Transcribe every one of the following entries word for word, keeping each character and line break unchanged.

☆ ☆ ☆

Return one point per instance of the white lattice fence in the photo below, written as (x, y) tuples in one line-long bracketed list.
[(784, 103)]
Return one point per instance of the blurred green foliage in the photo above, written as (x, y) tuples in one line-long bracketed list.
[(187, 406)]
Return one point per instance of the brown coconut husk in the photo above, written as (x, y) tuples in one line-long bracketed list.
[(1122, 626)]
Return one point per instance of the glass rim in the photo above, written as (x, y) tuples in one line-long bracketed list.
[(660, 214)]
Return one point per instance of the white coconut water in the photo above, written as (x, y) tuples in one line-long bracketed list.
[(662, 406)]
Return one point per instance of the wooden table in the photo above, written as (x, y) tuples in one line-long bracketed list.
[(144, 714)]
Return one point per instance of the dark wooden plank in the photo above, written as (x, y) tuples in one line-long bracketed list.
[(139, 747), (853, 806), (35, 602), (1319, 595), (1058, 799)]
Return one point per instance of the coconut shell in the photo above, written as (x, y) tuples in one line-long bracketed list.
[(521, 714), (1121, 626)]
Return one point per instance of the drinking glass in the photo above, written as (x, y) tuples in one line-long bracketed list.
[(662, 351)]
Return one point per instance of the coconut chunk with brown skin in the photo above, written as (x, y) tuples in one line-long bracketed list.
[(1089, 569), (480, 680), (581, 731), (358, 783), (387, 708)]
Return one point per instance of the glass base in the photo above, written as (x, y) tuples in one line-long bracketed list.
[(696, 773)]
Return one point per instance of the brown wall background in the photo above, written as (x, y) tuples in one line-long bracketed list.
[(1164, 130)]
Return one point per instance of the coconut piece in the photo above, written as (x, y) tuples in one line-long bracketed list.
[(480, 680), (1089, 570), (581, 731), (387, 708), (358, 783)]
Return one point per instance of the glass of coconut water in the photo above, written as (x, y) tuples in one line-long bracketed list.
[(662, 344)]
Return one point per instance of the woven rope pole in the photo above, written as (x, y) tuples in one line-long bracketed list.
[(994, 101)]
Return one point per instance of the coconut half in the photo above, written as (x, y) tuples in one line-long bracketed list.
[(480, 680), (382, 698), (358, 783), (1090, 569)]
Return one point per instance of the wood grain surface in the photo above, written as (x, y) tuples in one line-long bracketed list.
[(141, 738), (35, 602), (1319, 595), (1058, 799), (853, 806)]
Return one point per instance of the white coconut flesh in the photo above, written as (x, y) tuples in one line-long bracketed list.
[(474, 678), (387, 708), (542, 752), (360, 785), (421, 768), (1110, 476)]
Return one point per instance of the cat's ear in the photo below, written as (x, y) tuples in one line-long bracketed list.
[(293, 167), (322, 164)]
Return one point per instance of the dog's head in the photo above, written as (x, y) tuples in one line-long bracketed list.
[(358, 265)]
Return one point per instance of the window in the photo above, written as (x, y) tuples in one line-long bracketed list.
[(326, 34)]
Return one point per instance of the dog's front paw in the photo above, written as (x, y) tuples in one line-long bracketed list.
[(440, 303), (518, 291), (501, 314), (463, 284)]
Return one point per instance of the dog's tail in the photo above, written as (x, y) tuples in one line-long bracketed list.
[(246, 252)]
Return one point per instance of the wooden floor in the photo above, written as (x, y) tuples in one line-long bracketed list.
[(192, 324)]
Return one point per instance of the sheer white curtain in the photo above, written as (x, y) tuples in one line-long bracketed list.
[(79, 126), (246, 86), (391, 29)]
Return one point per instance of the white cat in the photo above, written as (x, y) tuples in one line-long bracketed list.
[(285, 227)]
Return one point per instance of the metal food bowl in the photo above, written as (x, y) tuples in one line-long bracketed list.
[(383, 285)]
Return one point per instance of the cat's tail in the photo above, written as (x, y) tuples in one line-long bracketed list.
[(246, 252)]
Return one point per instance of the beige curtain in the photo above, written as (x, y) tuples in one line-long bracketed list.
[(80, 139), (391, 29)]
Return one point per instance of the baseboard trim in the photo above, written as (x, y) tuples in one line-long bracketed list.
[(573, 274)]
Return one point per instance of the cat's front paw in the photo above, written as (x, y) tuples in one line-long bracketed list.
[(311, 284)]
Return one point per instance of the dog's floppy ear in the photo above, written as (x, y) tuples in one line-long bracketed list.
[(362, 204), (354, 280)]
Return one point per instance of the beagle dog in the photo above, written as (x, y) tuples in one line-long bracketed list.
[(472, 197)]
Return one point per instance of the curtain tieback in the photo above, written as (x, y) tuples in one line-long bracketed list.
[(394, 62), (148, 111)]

☆ ☆ ☆

→ **Task response**:
Return one point per instance of the white lattice fence in the photo below, written as (x, y) tuples in one line-long bracketed list.
[(784, 103)]
Return one point per instance of the blurred green foliage in the photo above, written as (x, y) tuples in one line-long bracketed list.
[(187, 406)]
Return one point per instance of the brown coconut husk in the photo above, written as (x, y) tuples in one line-long bracketed list.
[(1122, 626)]
Return one point per instance of the glass rim in the photo above, written as (x, y) tuples in one line-long bracketed list.
[(660, 214)]
Return one point per instance of the white coconut water in the photo above, written as (x, y) tuples in one line-long bracketed list.
[(662, 406)]
Return one point per instance of the wooden table in the photo above, written as (x, y) tuples in one line-long bracketed list.
[(144, 714)]
Return one point per instance of the dark wooden plank in the photo above, written as (x, y) tuples in one line-long bracketed list.
[(139, 747), (853, 806), (35, 602), (1319, 595), (1058, 799)]
Return one point per instance of the coconut shell in the photo above, written as (x, y) tuples in one line-long bracketed list.
[(521, 714), (1121, 626)]
Return one point per instance of the drinking glass in the photo above, written as (x, y) tuples in one line-long bracketed list.
[(662, 351)]
Return one point per instance of the coconut chunk with brown skin in the photo above, written as (x, y) tuples in one line-long bracketed list.
[(1089, 569), (480, 680), (581, 731), (358, 783), (387, 708)]
Return one point per instance of the glass base in the photo above, written as (x, y) tuples in one line-long bracketed list.
[(696, 773)]
Return one point per instance of the brown wall background in the photo above, written as (x, y) tuples in one line-long bracketed list.
[(1164, 130)]
Return one point per instance of the coconut piece in the photo above, written as (x, y) tuples in one line-long bracketed list.
[(480, 680), (1089, 570), (581, 731), (387, 708), (358, 783)]
Return one point per instance of the glass of coconut water in the photo above, written as (x, y) tuples in one line-long bracketed list.
[(662, 344)]
Return one point per instance of the woven rope pole in the photo above, written as (x, y) tuples in one line-long bracketed list.
[(994, 101)]
Return one point per instance of the coconut half in the photo above, written as (x, y) tuples in one line-long bracketed list.
[(480, 680), (382, 698), (358, 783), (1090, 569)]
Return one point per instance of the wood grain surface in the photo above, written as (x, y) tuples in one line-long bracketed list.
[(141, 738), (35, 602), (1319, 595), (1058, 799), (853, 806)]
Return one point per instance of the white coconut flesh in the photo above, written as (x, y) tuples in one line-long bracketed list.
[(474, 678), (387, 708), (542, 752), (360, 785), (421, 768), (1110, 476)]
Return one point per instance of the cat's ear in the photo below, written as (x, y) tuples in one line-long bracketed list.
[(293, 167), (322, 164)]
Return one point per instance of the dog's head in the photo above, written as (x, y) tuples in one line-long bracketed list.
[(358, 265)]
Return one point per instance of the window in the photo above, written as (x, y) tuples in one line-long bracketed list.
[(326, 34)]
Return one point per instance of the dog's front paw in the photo above, written as (x, y) tuples in one line-long bracketed list.
[(440, 303), (518, 291), (501, 314), (463, 284)]
Return one point per instance of the dog's tail in the photo above, written as (x, y) tuples in one line-long bracketed list.
[(246, 252)]
Return one point per instance of the wooden floor in the photo above, written as (x, y) tuples in one line-long bracketed list.
[(192, 324)]
Return one point per instance of the sheer white curtain in the photo above, written as (x, y) tuples in one line-long bracketed list.
[(79, 126), (246, 86), (391, 29)]
Return one point per instance of the white cat in the photo above, written as (x, y) tuples in one line-long bracketed list.
[(285, 227)]
Return one point per instance of the metal food bowl in the photo above, written as (x, y) tuples in one line-long bracketed list.
[(383, 285)]
Return one point per instance of the cat's tail in the photo above, written as (x, y) tuples in one line-long bracketed list.
[(246, 252)]
Return one point per instance of the beige curtain in the photo above, written as (x, y) tuples in one line-long bracketed list.
[(80, 139), (391, 29)]
Return one point per instance of the baseboard trim in the photo above, written as (x, y) tuples in one line-long bracketed list.
[(573, 274)]
Return one point per instance of the cat's front paw in the photo above, written as (x, y) tuples in one line-long bracketed list.
[(311, 284)]
Return one point per instance of the dog's floppy ear in the photo above, written as (x, y) tuples in one line-long bracketed list.
[(362, 204), (354, 280)]
Return one point per instance of the beagle dog in the photo above, written as (x, y) tuples in one line-long bracketed list.
[(472, 197)]
Return one point per instance of the curtain tieback in the photo above, written as (x, y) tuples in one line-long bracketed list.
[(394, 62), (148, 111)]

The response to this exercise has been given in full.